— Records to use —
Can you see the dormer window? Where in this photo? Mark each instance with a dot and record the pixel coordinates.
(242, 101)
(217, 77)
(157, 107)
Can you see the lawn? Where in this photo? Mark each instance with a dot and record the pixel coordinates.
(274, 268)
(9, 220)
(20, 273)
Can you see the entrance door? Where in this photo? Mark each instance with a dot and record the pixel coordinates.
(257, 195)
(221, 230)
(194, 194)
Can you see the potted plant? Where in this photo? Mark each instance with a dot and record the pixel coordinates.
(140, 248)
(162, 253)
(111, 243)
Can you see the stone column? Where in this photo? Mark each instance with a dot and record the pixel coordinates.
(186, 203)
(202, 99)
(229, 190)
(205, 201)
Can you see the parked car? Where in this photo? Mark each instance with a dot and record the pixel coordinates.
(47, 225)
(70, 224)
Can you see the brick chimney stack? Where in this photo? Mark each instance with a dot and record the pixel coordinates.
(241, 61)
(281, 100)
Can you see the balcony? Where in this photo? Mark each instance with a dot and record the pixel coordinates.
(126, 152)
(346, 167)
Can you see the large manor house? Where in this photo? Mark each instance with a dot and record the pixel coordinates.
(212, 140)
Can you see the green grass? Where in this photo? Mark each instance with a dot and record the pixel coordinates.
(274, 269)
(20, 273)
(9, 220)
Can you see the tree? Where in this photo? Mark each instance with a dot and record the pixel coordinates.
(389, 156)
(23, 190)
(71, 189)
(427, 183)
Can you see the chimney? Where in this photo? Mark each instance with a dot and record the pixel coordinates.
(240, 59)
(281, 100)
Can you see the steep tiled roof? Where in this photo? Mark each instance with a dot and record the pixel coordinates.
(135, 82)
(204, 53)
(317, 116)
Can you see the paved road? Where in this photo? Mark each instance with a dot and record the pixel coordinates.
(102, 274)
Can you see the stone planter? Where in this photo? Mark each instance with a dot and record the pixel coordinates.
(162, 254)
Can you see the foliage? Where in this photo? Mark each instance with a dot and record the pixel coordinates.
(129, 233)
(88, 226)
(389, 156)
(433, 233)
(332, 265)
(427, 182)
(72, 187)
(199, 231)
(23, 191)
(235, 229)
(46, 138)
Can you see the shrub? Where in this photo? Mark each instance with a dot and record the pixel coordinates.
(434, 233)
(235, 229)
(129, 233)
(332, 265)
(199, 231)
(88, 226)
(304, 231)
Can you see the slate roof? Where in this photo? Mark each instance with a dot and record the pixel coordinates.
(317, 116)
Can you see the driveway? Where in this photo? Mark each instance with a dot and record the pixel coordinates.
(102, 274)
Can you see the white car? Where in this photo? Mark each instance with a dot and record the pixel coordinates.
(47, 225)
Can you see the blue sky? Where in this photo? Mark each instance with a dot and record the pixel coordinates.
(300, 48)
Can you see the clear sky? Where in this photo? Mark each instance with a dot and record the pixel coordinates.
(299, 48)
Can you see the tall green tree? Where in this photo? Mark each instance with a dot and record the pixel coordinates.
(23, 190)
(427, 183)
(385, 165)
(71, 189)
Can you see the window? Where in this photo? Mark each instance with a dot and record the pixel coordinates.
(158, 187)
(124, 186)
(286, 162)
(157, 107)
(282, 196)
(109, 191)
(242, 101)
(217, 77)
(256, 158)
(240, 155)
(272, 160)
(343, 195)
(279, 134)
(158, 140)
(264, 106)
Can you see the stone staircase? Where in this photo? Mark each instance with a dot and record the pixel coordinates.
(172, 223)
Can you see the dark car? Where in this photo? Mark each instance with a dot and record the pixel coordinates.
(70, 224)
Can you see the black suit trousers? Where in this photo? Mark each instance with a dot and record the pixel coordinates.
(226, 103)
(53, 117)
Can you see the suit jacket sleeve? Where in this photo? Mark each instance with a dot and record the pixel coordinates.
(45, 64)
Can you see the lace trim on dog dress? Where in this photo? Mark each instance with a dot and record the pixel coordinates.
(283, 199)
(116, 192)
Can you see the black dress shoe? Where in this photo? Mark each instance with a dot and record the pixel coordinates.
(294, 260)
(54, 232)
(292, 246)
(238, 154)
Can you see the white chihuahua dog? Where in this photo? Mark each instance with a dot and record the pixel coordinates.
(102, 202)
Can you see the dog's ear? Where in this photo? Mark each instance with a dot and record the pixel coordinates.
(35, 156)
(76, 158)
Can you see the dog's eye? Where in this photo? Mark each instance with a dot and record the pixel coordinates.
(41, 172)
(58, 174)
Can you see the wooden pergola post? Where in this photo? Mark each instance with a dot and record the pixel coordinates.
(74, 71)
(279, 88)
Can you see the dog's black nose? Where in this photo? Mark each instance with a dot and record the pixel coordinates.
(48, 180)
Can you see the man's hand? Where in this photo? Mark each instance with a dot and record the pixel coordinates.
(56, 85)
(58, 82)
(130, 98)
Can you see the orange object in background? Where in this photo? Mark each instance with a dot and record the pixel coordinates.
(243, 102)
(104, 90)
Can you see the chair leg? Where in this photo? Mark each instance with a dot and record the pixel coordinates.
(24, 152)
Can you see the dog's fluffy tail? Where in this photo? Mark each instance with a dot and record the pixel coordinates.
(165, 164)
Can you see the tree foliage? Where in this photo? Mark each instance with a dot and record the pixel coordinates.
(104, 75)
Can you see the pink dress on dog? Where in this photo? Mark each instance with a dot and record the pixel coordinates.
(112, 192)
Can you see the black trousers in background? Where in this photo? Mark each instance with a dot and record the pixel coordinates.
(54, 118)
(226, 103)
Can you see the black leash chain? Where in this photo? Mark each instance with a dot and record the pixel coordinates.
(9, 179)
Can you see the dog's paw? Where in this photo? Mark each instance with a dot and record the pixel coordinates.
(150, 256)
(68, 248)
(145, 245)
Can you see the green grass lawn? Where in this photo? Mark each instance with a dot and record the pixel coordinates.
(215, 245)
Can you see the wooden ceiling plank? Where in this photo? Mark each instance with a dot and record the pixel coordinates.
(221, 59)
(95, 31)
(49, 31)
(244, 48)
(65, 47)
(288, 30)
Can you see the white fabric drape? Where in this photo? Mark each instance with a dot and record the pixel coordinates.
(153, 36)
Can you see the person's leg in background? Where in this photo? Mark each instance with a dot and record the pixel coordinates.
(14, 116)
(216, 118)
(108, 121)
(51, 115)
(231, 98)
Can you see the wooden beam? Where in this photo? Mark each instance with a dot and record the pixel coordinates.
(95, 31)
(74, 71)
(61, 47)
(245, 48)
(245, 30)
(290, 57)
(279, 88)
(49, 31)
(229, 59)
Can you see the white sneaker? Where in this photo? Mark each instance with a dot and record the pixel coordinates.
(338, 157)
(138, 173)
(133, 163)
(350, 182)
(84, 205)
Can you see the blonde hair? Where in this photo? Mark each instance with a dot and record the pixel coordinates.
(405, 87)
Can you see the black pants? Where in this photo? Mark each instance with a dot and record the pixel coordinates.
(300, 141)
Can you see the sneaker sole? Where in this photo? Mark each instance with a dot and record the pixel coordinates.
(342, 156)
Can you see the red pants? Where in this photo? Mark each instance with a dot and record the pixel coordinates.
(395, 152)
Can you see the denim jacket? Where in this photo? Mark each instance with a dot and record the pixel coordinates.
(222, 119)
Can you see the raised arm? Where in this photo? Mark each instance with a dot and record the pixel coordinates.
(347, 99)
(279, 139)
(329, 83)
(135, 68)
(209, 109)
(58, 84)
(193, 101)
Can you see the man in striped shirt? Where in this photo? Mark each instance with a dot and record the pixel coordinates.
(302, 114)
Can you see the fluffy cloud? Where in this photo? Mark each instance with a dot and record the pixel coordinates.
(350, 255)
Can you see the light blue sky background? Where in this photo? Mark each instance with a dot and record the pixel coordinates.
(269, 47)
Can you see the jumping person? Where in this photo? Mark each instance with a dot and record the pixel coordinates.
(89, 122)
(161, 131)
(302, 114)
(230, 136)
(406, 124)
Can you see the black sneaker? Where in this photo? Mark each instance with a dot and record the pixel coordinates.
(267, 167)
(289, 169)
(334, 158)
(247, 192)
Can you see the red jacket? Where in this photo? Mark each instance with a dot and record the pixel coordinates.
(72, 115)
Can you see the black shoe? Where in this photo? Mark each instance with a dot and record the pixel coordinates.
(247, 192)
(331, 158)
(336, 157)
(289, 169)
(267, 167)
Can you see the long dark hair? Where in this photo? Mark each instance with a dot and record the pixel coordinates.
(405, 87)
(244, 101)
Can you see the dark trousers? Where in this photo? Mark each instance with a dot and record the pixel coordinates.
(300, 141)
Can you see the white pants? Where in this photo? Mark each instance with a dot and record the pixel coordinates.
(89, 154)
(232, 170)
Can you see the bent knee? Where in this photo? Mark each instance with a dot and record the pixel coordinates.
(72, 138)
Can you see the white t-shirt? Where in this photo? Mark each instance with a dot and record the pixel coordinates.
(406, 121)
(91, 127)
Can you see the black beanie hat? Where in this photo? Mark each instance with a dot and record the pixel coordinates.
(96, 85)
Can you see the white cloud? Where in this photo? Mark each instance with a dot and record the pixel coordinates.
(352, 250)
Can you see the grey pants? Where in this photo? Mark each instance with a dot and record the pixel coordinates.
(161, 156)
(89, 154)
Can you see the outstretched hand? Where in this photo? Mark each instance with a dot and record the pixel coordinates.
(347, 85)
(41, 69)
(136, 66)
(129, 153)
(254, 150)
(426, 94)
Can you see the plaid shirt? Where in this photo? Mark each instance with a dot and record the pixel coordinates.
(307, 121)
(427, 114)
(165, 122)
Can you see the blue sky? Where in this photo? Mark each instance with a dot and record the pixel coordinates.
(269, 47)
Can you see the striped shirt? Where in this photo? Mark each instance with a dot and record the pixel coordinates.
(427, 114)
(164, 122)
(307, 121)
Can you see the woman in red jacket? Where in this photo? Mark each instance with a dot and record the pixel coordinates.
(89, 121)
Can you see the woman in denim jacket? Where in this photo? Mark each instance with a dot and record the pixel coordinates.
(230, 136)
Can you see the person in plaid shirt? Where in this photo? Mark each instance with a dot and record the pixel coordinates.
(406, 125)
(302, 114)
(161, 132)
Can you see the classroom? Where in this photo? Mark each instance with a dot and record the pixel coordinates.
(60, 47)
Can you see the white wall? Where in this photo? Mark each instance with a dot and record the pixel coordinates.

— What this task involves —
Would you set down exactly the lines from the line with "Can you see the woman in red" through the last one in the material?

— Task answer —
Can you see the woman in red jacket? Where in this photo? Mark each instance with a dot and record the pixel coordinates.
(89, 121)
Can you see the woman in denim jacket? Where in this photo? Mark each instance with a dot and record the pixel coordinates.
(230, 136)
Can you see the person in plaid shirt? Where in this photo? Mark each instance with a dot and record the pixel coordinates.
(406, 125)
(302, 114)
(161, 132)
Can you see the classroom? Where in this photo? Mark each instance with a dot and record the pixel coordinates.
(60, 47)
Can you see the white wall? Where in this photo? Mark each instance with a dot and record the pixel coordinates.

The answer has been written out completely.